Reproduce the material verbatim, everything from its very first line down to the line that contains "top-left (0, 248), bottom-right (845, 520)", including that line.

** START OF Data supplied **

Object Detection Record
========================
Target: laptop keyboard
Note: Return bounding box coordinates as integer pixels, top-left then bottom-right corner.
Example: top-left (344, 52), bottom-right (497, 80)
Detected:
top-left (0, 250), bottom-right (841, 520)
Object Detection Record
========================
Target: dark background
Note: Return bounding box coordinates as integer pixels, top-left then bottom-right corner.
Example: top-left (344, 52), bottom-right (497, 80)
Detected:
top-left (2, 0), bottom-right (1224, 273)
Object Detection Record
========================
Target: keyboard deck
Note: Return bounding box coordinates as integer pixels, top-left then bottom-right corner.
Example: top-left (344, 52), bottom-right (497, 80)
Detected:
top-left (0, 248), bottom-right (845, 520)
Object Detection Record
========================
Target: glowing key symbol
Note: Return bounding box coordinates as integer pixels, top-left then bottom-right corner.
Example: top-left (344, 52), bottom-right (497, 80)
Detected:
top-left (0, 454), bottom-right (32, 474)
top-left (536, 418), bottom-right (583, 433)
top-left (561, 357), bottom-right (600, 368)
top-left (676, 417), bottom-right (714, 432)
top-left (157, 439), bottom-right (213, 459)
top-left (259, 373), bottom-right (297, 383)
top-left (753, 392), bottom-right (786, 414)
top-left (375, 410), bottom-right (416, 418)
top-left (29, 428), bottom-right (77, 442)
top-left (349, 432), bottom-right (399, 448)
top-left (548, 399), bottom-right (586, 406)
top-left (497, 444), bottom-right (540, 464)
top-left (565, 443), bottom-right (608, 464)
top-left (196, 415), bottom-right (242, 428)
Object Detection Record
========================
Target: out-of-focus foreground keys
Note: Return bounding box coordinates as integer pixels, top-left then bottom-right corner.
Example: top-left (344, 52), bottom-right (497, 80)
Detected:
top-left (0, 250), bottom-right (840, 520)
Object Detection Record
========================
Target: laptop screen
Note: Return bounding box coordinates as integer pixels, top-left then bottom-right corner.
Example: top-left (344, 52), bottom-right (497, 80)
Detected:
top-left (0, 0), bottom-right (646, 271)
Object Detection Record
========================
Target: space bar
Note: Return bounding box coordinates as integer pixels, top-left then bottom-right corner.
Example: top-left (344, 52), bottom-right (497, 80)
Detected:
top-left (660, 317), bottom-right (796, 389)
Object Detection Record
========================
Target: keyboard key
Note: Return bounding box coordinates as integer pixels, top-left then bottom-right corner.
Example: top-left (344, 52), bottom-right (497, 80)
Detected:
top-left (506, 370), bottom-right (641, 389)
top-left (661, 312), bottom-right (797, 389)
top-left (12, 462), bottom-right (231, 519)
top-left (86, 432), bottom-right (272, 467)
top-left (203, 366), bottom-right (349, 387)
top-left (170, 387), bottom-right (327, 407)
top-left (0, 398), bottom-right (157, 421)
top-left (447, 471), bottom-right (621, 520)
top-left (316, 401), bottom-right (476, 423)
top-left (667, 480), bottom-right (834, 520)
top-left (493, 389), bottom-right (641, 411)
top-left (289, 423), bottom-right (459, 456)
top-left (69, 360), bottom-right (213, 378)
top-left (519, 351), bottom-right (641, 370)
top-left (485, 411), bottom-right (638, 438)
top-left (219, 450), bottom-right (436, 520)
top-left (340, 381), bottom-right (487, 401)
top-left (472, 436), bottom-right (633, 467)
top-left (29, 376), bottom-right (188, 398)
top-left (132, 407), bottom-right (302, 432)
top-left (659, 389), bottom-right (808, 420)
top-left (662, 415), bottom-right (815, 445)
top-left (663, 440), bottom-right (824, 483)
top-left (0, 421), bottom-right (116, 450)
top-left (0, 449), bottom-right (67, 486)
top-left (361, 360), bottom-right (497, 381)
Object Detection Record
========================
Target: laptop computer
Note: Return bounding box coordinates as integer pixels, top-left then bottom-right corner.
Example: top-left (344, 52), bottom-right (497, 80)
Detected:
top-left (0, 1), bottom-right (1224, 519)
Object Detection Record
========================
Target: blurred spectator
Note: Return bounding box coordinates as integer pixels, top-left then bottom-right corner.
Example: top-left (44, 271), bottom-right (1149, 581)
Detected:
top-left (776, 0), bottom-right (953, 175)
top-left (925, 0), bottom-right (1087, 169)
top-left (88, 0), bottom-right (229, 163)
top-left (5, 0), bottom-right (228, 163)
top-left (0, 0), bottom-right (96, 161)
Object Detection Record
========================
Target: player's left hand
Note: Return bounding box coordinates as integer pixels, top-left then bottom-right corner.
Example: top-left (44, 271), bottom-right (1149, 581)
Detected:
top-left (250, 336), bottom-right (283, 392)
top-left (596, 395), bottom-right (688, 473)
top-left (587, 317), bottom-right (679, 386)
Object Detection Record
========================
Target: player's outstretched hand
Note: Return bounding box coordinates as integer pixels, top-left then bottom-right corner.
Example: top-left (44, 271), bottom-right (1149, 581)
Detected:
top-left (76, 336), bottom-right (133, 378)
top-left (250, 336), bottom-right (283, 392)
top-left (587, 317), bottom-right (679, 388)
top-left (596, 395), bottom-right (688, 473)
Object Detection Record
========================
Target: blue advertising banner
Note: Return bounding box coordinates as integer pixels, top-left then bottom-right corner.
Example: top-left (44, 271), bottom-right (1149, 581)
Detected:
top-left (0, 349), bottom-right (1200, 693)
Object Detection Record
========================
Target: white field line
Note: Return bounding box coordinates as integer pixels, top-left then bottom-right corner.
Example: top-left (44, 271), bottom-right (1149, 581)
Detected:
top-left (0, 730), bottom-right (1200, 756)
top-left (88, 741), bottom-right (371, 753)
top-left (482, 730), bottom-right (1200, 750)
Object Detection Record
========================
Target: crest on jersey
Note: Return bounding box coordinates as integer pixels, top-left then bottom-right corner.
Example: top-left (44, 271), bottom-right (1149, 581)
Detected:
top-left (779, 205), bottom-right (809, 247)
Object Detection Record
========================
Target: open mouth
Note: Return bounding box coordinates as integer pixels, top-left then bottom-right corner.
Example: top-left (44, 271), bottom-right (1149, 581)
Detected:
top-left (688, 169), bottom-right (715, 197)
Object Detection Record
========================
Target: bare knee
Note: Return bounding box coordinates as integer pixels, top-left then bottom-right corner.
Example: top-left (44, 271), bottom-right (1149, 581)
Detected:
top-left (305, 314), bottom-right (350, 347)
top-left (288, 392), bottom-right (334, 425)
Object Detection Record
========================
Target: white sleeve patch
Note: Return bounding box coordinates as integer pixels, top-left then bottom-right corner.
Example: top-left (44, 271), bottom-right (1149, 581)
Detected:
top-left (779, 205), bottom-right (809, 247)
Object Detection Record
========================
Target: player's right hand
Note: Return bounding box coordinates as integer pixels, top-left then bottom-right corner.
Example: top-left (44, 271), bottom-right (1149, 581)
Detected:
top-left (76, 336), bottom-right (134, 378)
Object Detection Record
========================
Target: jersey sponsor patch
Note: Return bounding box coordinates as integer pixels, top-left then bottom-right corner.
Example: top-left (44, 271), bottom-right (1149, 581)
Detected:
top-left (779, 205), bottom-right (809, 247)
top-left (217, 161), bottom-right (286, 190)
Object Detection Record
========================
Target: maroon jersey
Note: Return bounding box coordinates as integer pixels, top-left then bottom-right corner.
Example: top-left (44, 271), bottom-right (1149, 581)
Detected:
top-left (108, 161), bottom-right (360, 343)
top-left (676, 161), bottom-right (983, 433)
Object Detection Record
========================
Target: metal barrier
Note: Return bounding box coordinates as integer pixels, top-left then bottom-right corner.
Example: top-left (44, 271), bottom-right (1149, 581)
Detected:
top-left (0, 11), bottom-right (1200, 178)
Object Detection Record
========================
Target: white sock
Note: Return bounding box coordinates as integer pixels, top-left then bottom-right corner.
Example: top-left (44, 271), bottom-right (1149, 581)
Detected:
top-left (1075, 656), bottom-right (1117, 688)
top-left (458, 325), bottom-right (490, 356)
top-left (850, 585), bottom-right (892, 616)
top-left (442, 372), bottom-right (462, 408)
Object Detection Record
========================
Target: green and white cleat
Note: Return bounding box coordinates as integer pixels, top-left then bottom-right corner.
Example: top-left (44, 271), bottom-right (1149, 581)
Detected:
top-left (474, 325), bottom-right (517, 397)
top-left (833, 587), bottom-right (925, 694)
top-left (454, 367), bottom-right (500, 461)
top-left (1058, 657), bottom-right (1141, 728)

** END OF Data supplied **

▶ The output:
Object Detection Record
========================
Target: laptop keyboard
Note: Return bounding box coordinates as integer pixels, top-left then bottom-right corner.
Example: top-left (344, 52), bottom-right (497, 80)
Detected:
top-left (0, 250), bottom-right (841, 520)
Object Detection Record
========================
Target: dark background
Note: Return bounding box coordinates as integer pixels, top-left then bottom-right corner.
Example: top-left (344, 52), bottom-right (497, 80)
Detected:
top-left (2, 0), bottom-right (1224, 273)
Object Detection Record
========================
Target: keyboard deck
Note: Return bounding box coordinates as integer pixels, top-left then bottom-right corner.
Example: top-left (344, 52), bottom-right (497, 80)
Detected:
top-left (0, 248), bottom-right (845, 520)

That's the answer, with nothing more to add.